● **Exercise passage**
------------------------------------------------

In response to accusations of elitism and condescension over comments she made about parents who aren’t “well-educated,” a New Hampshire Democrat’s Facebook post is raising questions about racial insensitivity.
Sen. Jeanne Dietsch (D-Peterborough) has declined multiple requests for comment regarding a New Hampshire Journal story about statements she made to the House Education Committee. She suggested educational options should be limited to parents who are “well-educated.”
“This idea of parental choice, that’s great if the parent is well-educated. There are some families that’s perfect for. But to make it available to everyone? No. I think you’re asking for a huge amount of trouble,” Dietsch said, later adding:
“If the dad’s a carpenter, and you want to become a carpenter, then yes — listen to your dad.” (Audio is below.)
The story quickly went viral, appearing on news sites across the country and inspiring a backlash from educators, advocates and parents.
“Sometimes opponents of choice in education say the quiet part out loud,” Corey A. DeAngelis, director of school choice at Reason Foundation, told NHJournal. “Opposition to educational freedom often comes from the paternalistic idea that disadvantaged families aren’t capable of choosing services for their own children. That’s wrong. Families are a lot more likely to have the information needed to make good choices for their own children — and a lot more likely to care more about their well-being — than bureaucrats.”
Michelle Levell, co-founder of Granite State Home Educators, called Dietsch’s comments “offensive and elitist. I’ve shared them with about a hundred New Hampshire families and they were all outraged.”
And Shalimar Encarnacion, a Manchester mother of a special needs teen, told NHJournal, “I don’t have a degree, but I help my kid with his education. And I advocate for him, too. Having a college degree isn’t a pre-requisite for caring about your kids.”
Dietsch’s spokesman Brandon Latham told the Daily Caller News Foundation that Dietsch “misspoke” when she made the comments, and that she was “just trying to articulate that she believes the best education comes from people who know the kids, the communities, and the subjects.”

------------------------------------------------

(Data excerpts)
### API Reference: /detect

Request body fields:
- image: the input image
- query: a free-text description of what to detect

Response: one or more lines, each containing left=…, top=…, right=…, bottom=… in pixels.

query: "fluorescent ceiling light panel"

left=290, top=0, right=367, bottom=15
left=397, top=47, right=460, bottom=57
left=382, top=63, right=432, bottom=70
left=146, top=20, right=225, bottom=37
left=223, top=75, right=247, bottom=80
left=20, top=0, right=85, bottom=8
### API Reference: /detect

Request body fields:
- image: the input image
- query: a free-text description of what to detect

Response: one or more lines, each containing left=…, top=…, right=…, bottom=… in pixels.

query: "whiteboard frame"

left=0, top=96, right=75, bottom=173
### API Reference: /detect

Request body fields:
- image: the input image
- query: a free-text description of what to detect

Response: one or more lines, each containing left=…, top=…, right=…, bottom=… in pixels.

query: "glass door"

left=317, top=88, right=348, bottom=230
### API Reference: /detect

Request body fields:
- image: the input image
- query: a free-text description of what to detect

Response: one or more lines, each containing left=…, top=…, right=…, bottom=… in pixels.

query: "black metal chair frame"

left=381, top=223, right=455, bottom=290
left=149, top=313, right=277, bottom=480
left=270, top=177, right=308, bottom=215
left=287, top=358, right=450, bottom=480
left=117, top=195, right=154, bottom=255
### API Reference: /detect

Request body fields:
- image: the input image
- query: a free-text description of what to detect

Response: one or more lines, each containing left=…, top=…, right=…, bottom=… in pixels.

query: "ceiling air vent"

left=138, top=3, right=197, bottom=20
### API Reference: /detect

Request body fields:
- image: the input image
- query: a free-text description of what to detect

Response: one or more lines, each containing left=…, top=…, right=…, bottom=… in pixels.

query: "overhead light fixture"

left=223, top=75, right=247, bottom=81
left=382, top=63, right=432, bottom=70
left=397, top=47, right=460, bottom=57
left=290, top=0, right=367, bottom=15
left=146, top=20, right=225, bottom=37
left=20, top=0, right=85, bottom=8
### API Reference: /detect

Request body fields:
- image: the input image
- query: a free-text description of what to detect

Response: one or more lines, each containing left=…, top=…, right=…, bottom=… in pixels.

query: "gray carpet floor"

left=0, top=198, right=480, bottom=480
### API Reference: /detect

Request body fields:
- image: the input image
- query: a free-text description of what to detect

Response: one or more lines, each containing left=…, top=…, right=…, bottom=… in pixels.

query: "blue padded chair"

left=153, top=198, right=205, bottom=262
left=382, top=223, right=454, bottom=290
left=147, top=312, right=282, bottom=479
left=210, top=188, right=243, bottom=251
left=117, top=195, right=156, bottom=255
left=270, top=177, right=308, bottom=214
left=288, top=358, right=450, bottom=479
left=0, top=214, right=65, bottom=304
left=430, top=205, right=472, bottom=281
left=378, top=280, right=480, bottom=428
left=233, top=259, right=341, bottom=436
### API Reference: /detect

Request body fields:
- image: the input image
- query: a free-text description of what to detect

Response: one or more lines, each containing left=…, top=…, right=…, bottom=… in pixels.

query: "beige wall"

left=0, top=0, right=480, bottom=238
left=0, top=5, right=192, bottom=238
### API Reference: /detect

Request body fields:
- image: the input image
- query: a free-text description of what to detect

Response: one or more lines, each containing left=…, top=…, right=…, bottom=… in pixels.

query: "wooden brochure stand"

------------------------------------------------

● **Required tasks**
(1) From the news story about Sen. Jeanne Dietsch, copy out the stretch from "Sen. Jeanne Dietsch" through "advocates and parents.".
(2) Continue the news story about Sen. Jeanne Dietsch's comments on parental choice from the point where it stops.
The data excerpts have nothing to do with the news story about Sen. Jeanne Dietsch.

● **Exercise answers**
(1)
Sen. Jeanne Dietsch (D-Peterborough) has declined multiple requests for comment regarding a New Hampshire Journal story about statements she made to the House Education Committee. She suggested educational options should be limited to parents who are “well-educated.”
“This idea of parental choice, that’s great if the parent is well-educated. There are some families that’s perfect for. But to make it available to everyone? No. I think you’re asking for a huge amount of trouble,” Dietsch said, later adding:
“If the dad’s a carpenter, and you want to become a carpenter, then yes — listen to your dad.” (Audio is below.)
The story quickly went viral, appearing on news sites across the country and inspiring a backlash from educators, advocates and parents.

(2)
Neither Dietsch nor her spokesperson have offered an apology. However, Dietsch did take to Facebook to post a response. It reads in part:
It seems that to many people the word “educated” means “more educated than myself.” When I was a college student on the south side of Chicago, I volunteered to help the campus minister with a tutoring program at a nearby school. The response to the free after-school reading program was enormous, so the group I was assigned was large.
Fortunately, two parent volunteers were in my classroom, so I asked them to take one half of the group while I took the other. But soon I saw that they were not reading with the kids, just sitting there. When I complained to the director afterwards, she said to me, “But honey, they don’t know how to read.”
In a world of privilege, people may think that educated means you have a college degree. What “educated” means to me; you need to be able to read. [emphasis added]
Chicago’s South Side has been a historically black community since the end of World War II. More than 93 percent of the population is African American. So, why is she bringing up this story of tutoring among illiterate parents in an African-American community? How is this a response to criticism that she’s a condescending elitist?
“It’s off-putting, and it could even appear a bit racist,” Levell said. “At this time when sensitivities are so high, why is she bringing this up?”
Encarnacion was also puzzled by Dietsch’s comments. “I take it as a sign that she’s backpedaling [from her original statement]. She must be hearing from a lot of people.”
New Hampshire Journal has reached out to Dietsch for comment once again.